Отрывок:
▬▬▬▬▬▬▬▬▬▬
Похитители скрывались в лесу до глубокой ночи. Лишь когда стемнело, они двинулись к Эйзенаху, а оттуда поскакали в Вартбург — крепость, принадлежавшую курфюрсту Саксонскому и служившую резиденцией маркграфам Тюрингии. Здесь Лютера встретил комендант крепости барон Ганс фон Берлеш, который, убедившись, что перед ним именно тот, кого он ждал, оказал гостю самый пышный прием. Лютер сменил рясу на платье рыцаря, нацепил шпагу, повесил на шею золотую цепь. Вскоре у него отросли волосы и борода. Звался он теперь юнкером Йоргом, и никто не заподозрил бы в нем беглого еретика. К нему приставили слугу, который исполнял все его поручения, а позже, когда внешность беглеца достаточно изменилась и непосредственная опасность миновала, сопровождал его во время прогулок.

Первые месяцы заточения тянулись с мучительной медлительностью. Заняться было решительно нечем, читать — кроме Библии — нечего. Он подолгу валялся в постели, предаваясь праздным мечтам. Кормили его, привыкшего к скудным монастырским трапезам, словно на убой. И не только кормили, но и поили. «Целыми днями сижу я здесь, — писал он, — ничем не занятый и пьяный [crapulosus]». У него начались нелады с пищеварением. В письмах он горько жалуется на боли в желудке и в животе, на то, как трудно дается ему верховая езда. «Сегодня всю ночь не мог заснуть... Если эти боли не прекратятся, я больше не выдержу». Он начал подозревать, что хворь наслал на него сатана, дабы помешать ему исполнить предначертанное судьбой.
▬▬▬▬▬▬▬▬▬▬
[Собранные записи данных]
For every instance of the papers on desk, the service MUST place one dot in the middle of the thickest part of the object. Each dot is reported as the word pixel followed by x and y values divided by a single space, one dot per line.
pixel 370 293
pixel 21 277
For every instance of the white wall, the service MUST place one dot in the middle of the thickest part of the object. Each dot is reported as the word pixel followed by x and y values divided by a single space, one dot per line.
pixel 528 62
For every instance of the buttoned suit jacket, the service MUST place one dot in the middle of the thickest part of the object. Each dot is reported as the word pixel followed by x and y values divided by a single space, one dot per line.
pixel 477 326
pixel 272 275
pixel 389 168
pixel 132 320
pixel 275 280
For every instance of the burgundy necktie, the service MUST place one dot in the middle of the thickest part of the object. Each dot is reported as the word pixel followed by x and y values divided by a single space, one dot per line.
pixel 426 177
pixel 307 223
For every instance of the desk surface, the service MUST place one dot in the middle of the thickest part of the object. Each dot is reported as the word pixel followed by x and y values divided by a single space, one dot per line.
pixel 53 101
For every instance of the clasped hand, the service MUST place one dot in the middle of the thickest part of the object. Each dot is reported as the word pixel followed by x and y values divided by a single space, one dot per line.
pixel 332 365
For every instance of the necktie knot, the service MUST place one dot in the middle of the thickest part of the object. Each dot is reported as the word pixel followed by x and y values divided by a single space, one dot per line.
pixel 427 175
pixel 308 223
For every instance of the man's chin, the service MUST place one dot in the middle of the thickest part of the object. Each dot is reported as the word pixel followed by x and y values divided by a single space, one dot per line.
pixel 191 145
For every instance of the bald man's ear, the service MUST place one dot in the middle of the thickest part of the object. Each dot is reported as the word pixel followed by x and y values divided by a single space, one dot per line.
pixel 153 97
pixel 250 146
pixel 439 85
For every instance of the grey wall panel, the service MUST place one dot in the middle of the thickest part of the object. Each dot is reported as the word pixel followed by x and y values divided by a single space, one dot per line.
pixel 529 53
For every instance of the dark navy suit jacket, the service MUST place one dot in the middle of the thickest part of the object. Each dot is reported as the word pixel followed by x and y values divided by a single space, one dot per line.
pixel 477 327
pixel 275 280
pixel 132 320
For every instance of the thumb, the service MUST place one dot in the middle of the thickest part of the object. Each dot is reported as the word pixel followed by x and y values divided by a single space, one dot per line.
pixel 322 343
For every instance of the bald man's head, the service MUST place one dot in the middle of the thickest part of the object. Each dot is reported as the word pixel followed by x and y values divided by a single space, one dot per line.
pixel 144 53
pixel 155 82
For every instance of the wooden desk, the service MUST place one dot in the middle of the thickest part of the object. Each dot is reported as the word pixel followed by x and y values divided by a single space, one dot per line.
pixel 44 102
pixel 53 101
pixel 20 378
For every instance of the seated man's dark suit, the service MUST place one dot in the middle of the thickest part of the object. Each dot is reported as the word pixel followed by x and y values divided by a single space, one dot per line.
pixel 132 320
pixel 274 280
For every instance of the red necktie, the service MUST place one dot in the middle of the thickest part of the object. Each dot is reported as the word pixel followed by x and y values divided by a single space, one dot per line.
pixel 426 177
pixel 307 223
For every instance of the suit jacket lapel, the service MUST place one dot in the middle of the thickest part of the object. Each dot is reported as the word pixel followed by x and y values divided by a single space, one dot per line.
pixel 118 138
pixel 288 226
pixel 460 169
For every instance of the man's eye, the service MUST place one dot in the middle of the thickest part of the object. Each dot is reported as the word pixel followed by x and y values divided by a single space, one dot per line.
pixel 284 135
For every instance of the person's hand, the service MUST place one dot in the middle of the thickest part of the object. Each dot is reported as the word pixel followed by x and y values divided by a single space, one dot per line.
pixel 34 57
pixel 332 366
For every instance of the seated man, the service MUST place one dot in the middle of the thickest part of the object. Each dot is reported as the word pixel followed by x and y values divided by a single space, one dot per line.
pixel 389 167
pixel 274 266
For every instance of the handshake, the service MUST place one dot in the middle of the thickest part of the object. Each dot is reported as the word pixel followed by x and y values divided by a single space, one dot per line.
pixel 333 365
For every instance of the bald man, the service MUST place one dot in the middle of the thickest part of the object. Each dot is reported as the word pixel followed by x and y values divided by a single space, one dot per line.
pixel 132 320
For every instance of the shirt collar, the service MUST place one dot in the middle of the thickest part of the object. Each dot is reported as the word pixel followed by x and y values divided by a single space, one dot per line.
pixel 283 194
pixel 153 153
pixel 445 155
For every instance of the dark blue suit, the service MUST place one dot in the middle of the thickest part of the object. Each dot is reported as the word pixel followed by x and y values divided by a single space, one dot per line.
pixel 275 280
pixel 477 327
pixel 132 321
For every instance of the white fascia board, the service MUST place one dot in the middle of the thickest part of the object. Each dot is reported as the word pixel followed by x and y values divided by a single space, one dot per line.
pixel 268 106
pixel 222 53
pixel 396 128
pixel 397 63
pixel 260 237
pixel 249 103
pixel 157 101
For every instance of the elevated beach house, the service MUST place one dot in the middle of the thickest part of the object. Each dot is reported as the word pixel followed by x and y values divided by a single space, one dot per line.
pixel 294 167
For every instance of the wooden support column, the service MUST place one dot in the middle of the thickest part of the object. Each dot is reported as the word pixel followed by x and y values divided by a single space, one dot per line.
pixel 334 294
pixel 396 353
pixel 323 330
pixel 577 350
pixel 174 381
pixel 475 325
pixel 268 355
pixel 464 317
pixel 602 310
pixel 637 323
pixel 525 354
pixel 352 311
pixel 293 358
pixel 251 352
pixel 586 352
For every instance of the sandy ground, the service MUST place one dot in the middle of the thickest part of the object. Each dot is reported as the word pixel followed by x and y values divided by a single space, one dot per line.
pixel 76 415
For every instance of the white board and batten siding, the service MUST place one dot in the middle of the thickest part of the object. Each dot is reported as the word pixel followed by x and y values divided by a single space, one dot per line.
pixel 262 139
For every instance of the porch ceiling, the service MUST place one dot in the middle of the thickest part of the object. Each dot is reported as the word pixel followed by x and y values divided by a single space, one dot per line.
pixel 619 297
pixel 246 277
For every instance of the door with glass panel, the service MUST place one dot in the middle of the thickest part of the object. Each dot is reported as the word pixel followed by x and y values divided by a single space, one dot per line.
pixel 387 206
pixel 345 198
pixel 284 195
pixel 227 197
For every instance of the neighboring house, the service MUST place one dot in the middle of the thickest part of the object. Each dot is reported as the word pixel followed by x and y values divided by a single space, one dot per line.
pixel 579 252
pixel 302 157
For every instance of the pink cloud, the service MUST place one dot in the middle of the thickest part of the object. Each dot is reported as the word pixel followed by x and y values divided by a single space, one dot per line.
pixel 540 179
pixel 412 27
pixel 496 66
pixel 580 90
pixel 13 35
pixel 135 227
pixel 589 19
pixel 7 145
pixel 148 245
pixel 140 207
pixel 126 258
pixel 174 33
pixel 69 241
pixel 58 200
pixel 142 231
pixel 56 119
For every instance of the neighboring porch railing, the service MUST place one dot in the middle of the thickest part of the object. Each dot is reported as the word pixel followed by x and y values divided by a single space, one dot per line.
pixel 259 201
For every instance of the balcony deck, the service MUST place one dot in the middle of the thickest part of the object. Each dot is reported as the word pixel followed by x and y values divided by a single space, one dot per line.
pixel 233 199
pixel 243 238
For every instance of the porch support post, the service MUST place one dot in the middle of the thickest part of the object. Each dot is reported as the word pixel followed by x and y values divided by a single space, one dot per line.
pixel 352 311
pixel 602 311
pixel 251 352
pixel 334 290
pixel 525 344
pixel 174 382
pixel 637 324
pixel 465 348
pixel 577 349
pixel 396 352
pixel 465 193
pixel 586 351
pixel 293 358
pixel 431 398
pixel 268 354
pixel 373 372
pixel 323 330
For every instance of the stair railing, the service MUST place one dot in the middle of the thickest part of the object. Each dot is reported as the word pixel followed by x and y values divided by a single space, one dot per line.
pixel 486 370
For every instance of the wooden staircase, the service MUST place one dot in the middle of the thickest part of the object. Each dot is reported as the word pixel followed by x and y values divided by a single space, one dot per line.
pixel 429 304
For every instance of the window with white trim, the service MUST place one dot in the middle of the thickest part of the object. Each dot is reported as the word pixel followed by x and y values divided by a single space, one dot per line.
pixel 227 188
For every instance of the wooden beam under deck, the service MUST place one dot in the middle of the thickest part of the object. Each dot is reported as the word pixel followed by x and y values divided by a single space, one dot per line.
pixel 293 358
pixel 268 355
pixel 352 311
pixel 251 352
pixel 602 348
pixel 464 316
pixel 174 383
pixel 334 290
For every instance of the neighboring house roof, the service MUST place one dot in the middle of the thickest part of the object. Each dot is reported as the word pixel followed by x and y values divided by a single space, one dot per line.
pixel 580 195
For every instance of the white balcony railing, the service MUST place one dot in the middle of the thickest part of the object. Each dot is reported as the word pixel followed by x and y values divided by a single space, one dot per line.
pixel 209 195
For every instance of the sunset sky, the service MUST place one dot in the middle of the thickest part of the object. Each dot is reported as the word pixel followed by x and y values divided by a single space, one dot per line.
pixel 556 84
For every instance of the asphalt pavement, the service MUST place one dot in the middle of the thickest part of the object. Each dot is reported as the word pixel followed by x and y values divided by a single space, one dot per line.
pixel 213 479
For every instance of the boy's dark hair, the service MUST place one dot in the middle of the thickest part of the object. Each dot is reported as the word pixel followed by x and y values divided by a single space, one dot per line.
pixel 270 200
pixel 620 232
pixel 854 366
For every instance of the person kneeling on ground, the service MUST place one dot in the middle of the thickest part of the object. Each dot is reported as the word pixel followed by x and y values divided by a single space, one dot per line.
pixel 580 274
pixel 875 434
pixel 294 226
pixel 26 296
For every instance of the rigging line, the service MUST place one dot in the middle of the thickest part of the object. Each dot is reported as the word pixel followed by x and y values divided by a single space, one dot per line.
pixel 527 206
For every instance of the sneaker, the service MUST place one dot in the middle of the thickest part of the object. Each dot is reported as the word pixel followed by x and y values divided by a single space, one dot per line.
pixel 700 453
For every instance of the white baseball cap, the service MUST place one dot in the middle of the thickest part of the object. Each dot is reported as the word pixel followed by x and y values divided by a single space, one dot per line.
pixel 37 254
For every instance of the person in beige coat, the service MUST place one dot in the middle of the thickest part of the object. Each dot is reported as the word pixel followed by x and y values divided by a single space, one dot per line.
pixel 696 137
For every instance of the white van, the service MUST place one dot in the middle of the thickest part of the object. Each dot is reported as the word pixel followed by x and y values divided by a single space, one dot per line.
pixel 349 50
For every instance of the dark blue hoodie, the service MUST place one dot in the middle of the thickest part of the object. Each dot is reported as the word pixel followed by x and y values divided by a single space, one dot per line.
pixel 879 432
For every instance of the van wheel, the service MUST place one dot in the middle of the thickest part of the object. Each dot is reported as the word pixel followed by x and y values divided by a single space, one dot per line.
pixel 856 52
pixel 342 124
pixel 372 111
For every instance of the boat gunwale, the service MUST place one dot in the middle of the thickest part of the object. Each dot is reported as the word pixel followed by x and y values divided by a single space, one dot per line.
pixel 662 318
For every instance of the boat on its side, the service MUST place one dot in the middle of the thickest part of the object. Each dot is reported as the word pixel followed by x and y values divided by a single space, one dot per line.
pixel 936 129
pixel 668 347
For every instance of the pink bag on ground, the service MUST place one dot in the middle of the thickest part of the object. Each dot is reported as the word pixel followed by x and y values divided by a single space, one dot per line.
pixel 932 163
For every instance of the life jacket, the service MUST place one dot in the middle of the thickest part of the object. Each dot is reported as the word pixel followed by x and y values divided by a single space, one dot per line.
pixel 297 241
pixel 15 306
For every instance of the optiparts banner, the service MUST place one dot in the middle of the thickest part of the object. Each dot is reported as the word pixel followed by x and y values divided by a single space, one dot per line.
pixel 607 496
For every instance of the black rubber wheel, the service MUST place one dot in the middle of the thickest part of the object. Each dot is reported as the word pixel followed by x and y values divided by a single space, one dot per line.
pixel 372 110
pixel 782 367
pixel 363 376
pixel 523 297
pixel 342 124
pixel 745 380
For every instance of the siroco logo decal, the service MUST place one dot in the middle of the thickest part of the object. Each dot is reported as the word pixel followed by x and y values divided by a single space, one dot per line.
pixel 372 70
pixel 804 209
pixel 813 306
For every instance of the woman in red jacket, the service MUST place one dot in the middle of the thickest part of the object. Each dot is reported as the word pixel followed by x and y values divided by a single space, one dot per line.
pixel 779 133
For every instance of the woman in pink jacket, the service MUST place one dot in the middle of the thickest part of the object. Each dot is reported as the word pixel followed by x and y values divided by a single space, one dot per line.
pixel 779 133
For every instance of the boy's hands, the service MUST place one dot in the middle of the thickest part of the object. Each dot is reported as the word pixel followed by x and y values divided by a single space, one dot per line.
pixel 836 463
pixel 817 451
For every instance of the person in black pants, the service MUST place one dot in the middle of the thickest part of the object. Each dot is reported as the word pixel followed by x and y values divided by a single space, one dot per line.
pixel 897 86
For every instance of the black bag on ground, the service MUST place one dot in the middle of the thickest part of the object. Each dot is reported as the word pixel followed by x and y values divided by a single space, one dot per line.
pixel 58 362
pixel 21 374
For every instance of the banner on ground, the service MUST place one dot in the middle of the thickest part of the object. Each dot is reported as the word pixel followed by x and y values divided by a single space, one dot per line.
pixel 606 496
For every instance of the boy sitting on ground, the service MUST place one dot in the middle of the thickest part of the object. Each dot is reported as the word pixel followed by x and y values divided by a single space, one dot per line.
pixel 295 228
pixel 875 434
▬▬▬▬▬▬▬▬▬▬
Что сделать A: Каким именем звался теперь Лютер, согласно отрывку о его жизни в Вартбурге?
Что сделать B: Подхватите отрывок о жизни Лютера в Вартбурге и продолжите его сразу после последней фразы.
Строки здесь не понадобятся.

Ответ A: Юнкером Йоргом.

Ответ B:
Бытие определяет сознание... В июле он признавался в письме к Меланхтону: «От своего безделья я стал бесчувственным и черствым. Увы, я слишком редко молюсь. Скорбь о Божьей Церкви совсем не посещает меня, зато снедает жар непокорной плоти. Вместо огня духовного меня пожирает плотский огонь: сладострастие, леность, бездействие и дремота. Не знаю, может быть, Бог уже отвернулся от меня... За последние восемь дней я не написал ни строчки, ни разу не молился, ничего не читал, весь отдавшись во власть плотских искушений и телесного недуга». Спалатин привез ему лекарства. Физическое недомогание с их помощью удалось преодолеть, однако с моральными страданиями дело обстояло хуже. «Мне обеспечен прекрасный уход, но я продолжаю терзаться грехом и искушениями».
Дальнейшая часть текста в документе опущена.